- Task input -
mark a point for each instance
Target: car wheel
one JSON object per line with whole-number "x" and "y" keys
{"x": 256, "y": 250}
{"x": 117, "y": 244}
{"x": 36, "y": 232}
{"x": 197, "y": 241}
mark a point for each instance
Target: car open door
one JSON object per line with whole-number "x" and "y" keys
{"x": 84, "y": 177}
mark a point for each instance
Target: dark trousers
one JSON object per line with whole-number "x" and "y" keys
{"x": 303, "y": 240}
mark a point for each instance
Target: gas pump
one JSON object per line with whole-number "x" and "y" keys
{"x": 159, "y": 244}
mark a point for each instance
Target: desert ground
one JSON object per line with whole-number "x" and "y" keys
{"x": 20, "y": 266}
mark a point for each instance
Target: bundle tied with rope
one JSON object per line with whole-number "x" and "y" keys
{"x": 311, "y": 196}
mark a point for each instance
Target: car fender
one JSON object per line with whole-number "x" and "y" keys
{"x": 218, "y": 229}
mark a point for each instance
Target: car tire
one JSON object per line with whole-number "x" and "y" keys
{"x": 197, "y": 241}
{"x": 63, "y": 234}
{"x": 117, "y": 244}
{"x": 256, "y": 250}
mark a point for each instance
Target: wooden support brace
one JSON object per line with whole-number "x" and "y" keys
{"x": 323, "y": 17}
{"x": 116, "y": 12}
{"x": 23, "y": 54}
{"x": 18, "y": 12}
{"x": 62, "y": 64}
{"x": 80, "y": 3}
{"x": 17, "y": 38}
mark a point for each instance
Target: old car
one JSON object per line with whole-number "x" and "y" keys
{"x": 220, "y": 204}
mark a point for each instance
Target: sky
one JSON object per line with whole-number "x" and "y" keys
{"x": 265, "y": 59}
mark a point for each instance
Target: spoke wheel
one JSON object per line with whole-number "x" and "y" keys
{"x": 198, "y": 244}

- Problem requirements -
In this exercise, repeat all entries exactly.

- Response -
mark a point for each instance
Target: car wheel
one JSON object per line with whole-number "x" and "y" keys
{"x": 256, "y": 250}
{"x": 117, "y": 244}
{"x": 36, "y": 232}
{"x": 197, "y": 241}
mark a point for each instance
Target: car open door
one JSON object per line with whole-number "x" and "y" keys
{"x": 84, "y": 177}
mark a point for each instance
Target: dark trousers
one JSON object per line with whole-number "x" and "y" keys
{"x": 303, "y": 240}
mark a point for each instance
Target: gas pump
one JSON object per line with whole-number "x" and "y" keys
{"x": 159, "y": 244}
mark a point for each instance
Target: desert ground
one JSON object per line with whole-number "x" and "y" keys
{"x": 20, "y": 266}
mark a point for each instance
Target: bundle tied with rope
one JSON object per line with whole-number "x" and "y" keys
{"x": 311, "y": 196}
mark a point for each instance
Target: car fender
one JSON object per line with whole-number "x" and "y" keys
{"x": 218, "y": 229}
mark a point for each instance
Target: car tire
one JSON object per line with whole-number "x" and "y" keys
{"x": 197, "y": 241}
{"x": 63, "y": 234}
{"x": 117, "y": 244}
{"x": 256, "y": 250}
mark a point for each instance
Target: wooden support brace
one JSON object per line with whole-number "x" and "y" keys
{"x": 323, "y": 17}
{"x": 116, "y": 12}
{"x": 23, "y": 54}
{"x": 18, "y": 12}
{"x": 62, "y": 64}
{"x": 80, "y": 3}
{"x": 17, "y": 38}
mark a point for each instance
Target: old car
one JSON object per line with whole-number "x" and "y" keys
{"x": 220, "y": 204}
mark a point for each instance
Target: sky
one JSON object per line with whole-number "x" and "y" keys
{"x": 265, "y": 59}
mark a point for each instance
Target: spoke wheel
one JSON object per line with whole-number "x" and "y" keys
{"x": 198, "y": 244}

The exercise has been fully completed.